To be done:
Reproduce the entries exactly.

Material for this task:
## BEGIN

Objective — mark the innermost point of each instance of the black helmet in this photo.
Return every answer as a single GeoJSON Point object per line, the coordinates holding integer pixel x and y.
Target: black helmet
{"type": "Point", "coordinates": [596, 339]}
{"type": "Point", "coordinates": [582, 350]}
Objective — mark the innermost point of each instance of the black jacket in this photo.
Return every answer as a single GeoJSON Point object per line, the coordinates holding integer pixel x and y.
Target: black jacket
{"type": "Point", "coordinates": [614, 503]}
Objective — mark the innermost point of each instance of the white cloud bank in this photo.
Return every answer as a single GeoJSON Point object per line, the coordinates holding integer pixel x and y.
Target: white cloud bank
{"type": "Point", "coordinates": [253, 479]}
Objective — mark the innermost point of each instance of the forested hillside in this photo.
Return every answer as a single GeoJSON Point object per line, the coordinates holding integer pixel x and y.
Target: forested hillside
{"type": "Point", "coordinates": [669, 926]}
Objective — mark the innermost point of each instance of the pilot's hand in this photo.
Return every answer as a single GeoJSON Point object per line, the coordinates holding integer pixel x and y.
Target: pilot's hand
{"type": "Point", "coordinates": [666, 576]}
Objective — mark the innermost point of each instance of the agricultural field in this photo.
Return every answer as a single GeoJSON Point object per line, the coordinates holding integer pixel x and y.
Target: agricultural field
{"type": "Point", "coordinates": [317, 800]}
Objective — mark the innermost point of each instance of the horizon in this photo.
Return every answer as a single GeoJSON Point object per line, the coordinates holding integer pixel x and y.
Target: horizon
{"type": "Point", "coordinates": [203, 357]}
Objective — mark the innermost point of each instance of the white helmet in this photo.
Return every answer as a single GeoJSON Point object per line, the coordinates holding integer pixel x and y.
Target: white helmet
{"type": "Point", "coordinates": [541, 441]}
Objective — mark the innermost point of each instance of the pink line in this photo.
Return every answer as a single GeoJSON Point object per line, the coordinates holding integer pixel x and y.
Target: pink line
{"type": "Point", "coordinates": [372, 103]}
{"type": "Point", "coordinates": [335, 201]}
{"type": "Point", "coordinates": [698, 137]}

## END

Answer for the task:
Objective — mark the innermost point of each instance of the black helmet in this photo.
Return every answer as a single GeoJSON Point object per line, the coordinates holding integer pixel x and y.
Target: black helmet
{"type": "Point", "coordinates": [596, 339]}
{"type": "Point", "coordinates": [582, 350]}
Objective — mark the innermost point of each instance of the black jacket in this photo.
Return every answer as a single GeoJSON Point object per line, the coordinates holding integer pixel x and y.
Target: black jacket
{"type": "Point", "coordinates": [614, 503]}
Objective — mark the innermost point of each instance of the white cloud bank in this photo.
Return every answer as a single GeoJSON Point object per line, the coordinates holding integer pixel x and y.
Target: white cloud bank
{"type": "Point", "coordinates": [253, 479]}
Objective — mark the innermost point of each instance of the forested hillside in this photo.
Return every answer as a single GeoJSON Point object per line, the coordinates holding integer pixel x and y.
Target: forested hillside
{"type": "Point", "coordinates": [669, 926]}
Objective — mark the innermost point of each instance of the pilot's hand in this photo.
Return every answer as a single GeoJSON Point object per line, the coordinates holding integer pixel x and y.
Target: pilot's hand
{"type": "Point", "coordinates": [666, 576]}
Objective — mark the innermost point of each instance of the agricultural field in this photo.
Return every answer as a single GeoJSON Point object per line, the coordinates holding integer pixel x and y.
Target: agricultural field
{"type": "Point", "coordinates": [317, 800]}
Objective — mark the innermost point of each instance of the horizon in this photo.
Return every answer as a single GeoJSON Point object per line, the coordinates holding integer pixel x and y.
Target: horizon
{"type": "Point", "coordinates": [203, 357]}
Objective — mark the innermost point of each instance of the white helmet in this photo.
Return every answer as a single GeoJSON Point object per line, the coordinates holding integer pixel x and y.
Target: white helmet
{"type": "Point", "coordinates": [541, 441]}
Objective — mark the innermost point of each instance of the pink line in this photo.
Return every answer as a single GeoJSON Point object per line, the coordinates holding integer pixel x and y.
Target: pink line
{"type": "Point", "coordinates": [372, 103]}
{"type": "Point", "coordinates": [335, 201]}
{"type": "Point", "coordinates": [698, 137]}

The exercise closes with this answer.